Supplied records -

— start —

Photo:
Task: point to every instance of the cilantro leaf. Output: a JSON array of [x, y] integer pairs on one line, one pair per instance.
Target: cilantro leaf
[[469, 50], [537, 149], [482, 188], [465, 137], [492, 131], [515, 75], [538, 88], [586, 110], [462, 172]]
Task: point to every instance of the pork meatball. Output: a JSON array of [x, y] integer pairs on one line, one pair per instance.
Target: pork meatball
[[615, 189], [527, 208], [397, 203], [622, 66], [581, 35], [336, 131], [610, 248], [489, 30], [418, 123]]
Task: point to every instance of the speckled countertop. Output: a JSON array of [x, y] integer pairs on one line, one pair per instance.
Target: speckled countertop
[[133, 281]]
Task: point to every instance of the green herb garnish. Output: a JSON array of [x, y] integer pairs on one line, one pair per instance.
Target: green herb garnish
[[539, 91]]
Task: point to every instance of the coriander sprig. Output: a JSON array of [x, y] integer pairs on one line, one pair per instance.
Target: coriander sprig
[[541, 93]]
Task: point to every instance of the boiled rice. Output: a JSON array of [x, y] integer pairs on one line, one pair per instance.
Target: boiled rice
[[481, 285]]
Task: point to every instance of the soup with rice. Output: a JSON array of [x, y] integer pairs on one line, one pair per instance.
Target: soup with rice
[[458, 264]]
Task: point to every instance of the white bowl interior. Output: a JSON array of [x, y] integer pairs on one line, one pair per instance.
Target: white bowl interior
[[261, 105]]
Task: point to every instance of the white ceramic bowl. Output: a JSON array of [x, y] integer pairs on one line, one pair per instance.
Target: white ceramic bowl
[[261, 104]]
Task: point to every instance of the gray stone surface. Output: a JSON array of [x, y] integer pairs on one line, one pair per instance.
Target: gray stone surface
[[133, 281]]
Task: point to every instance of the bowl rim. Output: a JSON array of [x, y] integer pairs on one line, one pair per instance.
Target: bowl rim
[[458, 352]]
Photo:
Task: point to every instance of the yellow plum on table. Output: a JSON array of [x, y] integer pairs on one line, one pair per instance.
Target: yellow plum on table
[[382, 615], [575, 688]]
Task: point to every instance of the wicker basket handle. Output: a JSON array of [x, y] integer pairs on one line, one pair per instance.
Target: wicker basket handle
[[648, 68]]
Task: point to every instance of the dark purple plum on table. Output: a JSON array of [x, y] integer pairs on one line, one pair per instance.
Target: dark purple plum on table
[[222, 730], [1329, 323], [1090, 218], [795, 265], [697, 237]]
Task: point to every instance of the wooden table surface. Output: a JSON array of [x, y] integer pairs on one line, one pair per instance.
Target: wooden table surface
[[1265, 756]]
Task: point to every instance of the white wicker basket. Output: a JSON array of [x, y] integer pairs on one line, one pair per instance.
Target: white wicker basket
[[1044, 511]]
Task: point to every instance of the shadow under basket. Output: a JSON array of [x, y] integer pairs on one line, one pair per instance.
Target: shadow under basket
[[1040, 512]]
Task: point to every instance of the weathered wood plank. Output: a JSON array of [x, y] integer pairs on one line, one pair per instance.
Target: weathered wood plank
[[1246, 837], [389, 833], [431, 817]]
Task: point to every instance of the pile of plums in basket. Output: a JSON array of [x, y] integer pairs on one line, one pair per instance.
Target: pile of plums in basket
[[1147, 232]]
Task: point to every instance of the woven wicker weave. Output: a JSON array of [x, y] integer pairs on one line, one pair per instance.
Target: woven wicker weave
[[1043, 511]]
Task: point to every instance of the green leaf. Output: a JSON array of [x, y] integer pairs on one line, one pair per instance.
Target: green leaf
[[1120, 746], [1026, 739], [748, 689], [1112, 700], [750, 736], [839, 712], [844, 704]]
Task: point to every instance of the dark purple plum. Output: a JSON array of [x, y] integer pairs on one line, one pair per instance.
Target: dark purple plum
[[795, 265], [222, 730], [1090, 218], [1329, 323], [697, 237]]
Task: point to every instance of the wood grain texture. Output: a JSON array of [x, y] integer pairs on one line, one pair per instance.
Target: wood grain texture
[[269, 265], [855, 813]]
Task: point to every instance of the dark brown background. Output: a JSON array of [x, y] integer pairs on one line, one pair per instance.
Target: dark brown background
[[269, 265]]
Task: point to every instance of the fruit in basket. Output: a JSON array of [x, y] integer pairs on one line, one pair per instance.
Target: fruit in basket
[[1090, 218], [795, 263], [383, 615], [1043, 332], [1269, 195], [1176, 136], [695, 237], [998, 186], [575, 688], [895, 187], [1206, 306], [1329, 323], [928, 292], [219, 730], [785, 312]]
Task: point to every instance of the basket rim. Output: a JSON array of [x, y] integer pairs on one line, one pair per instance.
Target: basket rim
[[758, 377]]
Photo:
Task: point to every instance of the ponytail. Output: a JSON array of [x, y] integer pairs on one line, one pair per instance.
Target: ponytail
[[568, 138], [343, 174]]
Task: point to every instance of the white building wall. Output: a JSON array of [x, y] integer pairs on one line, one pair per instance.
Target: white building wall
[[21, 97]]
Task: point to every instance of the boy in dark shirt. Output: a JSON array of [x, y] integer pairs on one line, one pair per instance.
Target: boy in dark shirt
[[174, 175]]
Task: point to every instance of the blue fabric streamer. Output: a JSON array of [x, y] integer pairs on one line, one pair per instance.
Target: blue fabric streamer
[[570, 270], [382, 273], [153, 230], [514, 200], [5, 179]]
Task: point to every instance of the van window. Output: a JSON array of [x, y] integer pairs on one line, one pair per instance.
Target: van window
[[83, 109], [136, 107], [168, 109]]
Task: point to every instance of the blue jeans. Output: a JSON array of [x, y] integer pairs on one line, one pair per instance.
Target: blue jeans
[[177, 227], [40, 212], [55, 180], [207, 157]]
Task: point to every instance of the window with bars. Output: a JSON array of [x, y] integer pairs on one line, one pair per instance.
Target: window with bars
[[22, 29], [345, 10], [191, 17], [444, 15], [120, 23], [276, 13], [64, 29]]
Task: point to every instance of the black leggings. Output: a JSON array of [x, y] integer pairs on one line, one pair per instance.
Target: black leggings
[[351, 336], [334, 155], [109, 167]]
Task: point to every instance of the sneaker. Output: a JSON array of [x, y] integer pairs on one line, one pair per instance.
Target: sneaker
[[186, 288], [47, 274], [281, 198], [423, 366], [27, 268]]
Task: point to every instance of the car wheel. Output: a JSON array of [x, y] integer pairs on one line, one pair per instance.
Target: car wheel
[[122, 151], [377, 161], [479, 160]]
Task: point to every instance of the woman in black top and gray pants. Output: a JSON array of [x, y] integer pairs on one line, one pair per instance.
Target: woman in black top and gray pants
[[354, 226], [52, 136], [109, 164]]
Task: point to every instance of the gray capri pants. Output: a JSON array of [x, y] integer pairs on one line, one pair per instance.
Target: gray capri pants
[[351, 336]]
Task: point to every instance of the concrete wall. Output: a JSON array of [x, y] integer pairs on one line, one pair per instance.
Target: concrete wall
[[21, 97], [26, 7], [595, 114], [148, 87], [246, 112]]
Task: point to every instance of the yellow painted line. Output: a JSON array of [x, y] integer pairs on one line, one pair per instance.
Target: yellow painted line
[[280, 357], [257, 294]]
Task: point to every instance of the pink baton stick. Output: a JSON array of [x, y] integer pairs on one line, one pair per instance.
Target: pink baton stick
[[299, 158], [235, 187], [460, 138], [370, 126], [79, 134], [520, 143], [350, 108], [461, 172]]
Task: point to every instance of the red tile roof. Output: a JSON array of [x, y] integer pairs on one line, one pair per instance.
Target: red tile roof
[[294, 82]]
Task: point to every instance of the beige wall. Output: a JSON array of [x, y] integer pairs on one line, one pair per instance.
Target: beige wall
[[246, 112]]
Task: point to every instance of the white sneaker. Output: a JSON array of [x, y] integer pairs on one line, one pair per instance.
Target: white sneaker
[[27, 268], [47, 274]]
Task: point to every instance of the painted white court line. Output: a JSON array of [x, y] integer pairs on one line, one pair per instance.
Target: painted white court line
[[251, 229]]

— end —

Starting at the line that contains "Task: point to every instance of the pink" and ending at the last line of the material, render those lines as a numbered list with any blank lines left out.

1. Task: point to every instance of the pink baton stick. Output: a JSON array of [x, y] integer pairs on one line, one pair per instance.
2. Target: pink baton stick
3. [[299, 158], [235, 187], [460, 138], [370, 126], [79, 134], [520, 143], [350, 108], [461, 172]]
4. Task: point to every instance of the red tile roof. Output: a JSON array of [x, y] integer pairs on one line, one pair per instance.
5. Target: red tile roof
6. [[294, 82]]
7. Task: point to every instance of the beige wall. Output: a JSON array of [x, y] integer pairs on one line, one pair per instance.
8. Target: beige wall
9. [[246, 112]]
10. Task: point to every instance of the white sneaker. Output: a JSON array of [x, y] integer pairs on one line, one pair per instance.
11. Target: white sneaker
12. [[27, 268], [47, 274]]
13. Task: point to every instance of the painted white court line. Output: a JSON array of [x, y] integer pairs on one line, one pair per instance.
14. Target: painted white court line
15. [[251, 229]]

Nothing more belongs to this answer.